(SUPPLIED TEXT)
What’s Jewish About…Franz Kafka?

How an essential new translation of Kafka’s ‘Diaries’ gives us insight into the mind of one of the 20th century’s most visionary writers.

Robyn Spizman Gerson is a New York Times best-selling author of many books, including “When Words Matter Most.” She is also a communications professional and well-known media personality, having appeared often locally on “Atlanta and Company” and nationally on NBC’s “Today” show. For more information go to www.robynspizman.com.

Franz Kafka // Photo Courtesy of Schocken Books
Franz Kafka // Photo Courtesy of Schocken Books

Ross Benjamin is the accomplished translator of “The Diaries of Franz Kafka.” He has received the prestigious Helen and Kurt Wolff Translator’s Prize and a Guggenheim Fellowship.

What attracted you to Franz Kafka?
When I first discovered Kafka’s fiction, as an adolescent, I was attracted to his themes of alienation and anxiety, the plights of his characters, and the nightmarish worlds they inhabited. At the time, I didn’t necessarily identify what I found so enthralling about Kafka’s work with Jewish themes, but I later recognized that they were present, for example, in his preoccupation with questions of communal belonging.

As a translator, tell us about your Jewish background.
I grew up in a Jewish family in New York. My strongest connection to Judaism came from my grandfather, Aaron, who, at the age of eight, fled pogroms in Ukraine with his mother. His story of persecution, fear, flight, and new beginnings was inseparable from the larger, perennial Jewish story.

How did you come to translate Kafka’s diaries?
When I read the German edition of his complete, uncensored diaries, originally published in 1990, I was astonished by its revelatory richness. I couldn’t fathom why, after decades, we still had in English only a 1948-49 translation based on a bowdlerized German version, prepared by Kafka’s close friend and literary executor, Max Brod, who had cut a substantial amount of material and made other intrusive alterations to the text that drastically misrepresented it.

Tell us about Franz Kafka and how he impacted the literary world.
Born in 1883 in Prague to middle-class, assimilated German-speaking Jewish parents, Kafka was one of the most groundbreaking writers of the 20th century. For most of his life, he lived in the city of his birth, where he was employed at the Workers’ Accident Insurance Institute for the Kingdom of Bohemia. From 1917 until his death in 1924, at the age of 40, he suffered from tuberculosis. While alive, he published several collections of his stories, but never completed the novels he’d begun. He had a limited but enthusiastic readership in his lifetime, particularly among prominent literary and cultural figures of the day.

How did Kafka rise to such importance as a writer?  
Despite Kafka’s testamentary instructions to burn all his papers, Max Brod brought (Kafka’s) posthumous writing into print, including his unfinished novels, “The Trial,” “The Castle,” and what Brod titled “Amerika.” Together with Brod’s editions of the diaries, letters, and aphorisms, these publications brought Kafka worldwide renown. His visionary work has long been enshrined in the pantheon of modern literature.

(PROVIDED DATA)
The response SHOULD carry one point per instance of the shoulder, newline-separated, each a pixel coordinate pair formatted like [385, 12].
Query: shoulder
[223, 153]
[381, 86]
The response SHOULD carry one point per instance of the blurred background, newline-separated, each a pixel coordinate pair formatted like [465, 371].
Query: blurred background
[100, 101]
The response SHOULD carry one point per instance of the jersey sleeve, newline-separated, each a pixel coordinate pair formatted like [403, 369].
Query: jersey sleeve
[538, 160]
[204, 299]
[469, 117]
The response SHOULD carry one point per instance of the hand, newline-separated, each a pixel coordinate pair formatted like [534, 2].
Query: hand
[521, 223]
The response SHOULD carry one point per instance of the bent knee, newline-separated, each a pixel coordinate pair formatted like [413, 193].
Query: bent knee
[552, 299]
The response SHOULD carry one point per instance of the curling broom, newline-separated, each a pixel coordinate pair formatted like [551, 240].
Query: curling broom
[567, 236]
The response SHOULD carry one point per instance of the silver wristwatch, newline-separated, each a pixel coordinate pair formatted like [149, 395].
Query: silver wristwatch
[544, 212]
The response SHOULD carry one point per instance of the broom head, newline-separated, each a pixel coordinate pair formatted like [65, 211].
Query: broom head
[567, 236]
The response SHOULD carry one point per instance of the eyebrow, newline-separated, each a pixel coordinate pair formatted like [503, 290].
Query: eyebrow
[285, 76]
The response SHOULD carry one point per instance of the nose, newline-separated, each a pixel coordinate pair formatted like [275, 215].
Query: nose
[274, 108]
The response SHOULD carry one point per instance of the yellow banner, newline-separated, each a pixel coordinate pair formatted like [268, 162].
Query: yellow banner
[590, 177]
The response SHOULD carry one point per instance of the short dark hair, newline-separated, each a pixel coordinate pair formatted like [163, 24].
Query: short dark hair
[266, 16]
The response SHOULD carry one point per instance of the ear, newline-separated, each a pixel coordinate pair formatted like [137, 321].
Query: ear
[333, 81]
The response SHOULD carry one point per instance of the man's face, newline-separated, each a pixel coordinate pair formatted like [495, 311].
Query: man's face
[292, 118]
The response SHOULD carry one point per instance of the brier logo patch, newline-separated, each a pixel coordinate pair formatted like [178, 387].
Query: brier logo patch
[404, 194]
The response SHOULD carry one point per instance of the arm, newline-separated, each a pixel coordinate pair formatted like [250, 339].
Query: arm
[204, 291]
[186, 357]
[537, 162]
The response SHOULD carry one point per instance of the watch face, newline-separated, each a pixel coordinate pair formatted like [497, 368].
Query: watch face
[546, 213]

* * *

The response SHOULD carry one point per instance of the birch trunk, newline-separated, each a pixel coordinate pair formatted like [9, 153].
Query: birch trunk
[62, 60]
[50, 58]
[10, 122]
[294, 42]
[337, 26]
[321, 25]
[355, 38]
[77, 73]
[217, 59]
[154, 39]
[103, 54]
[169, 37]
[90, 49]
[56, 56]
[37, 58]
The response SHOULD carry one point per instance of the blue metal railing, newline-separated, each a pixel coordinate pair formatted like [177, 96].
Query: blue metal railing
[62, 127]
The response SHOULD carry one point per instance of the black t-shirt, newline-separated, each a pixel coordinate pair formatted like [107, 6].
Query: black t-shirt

(WRITTEN EXERCISE 1) Print the Kafka interview from "Robyn Spizman Gerson" up to and including "to Franz Kafka?".
(WRITTEN EXERCISE 2) Please count the lines in the entries that contain the word "bent" and give only the number.
The entries are unrelated to the Kafka interview.

(FINISHED ANSWER 1)
Robyn Spizman Gerson is a New York Times best-selling author of many books, including “When Words Matter Most.” She is also a communications professional and well-known media personality, having appeared often locally on “Atlanta and Company” and nationally on NBC’s “Today” show. For more information go to www.robynspizman.com.

Franz Kafka // Photo Courtesy of Schocken Books
Franz Kafka // Photo Courtesy of Schocken Books

Ross Benjamin is the accomplished translator of “The Diaries of Franz Kafka.” He has received the prestigious Helen and Kurt Wolff Translator’s Prize and a Guggenheim Fellowship.

What attracted you to Franz Kafka?

(FINISHED ANSWER 2) 2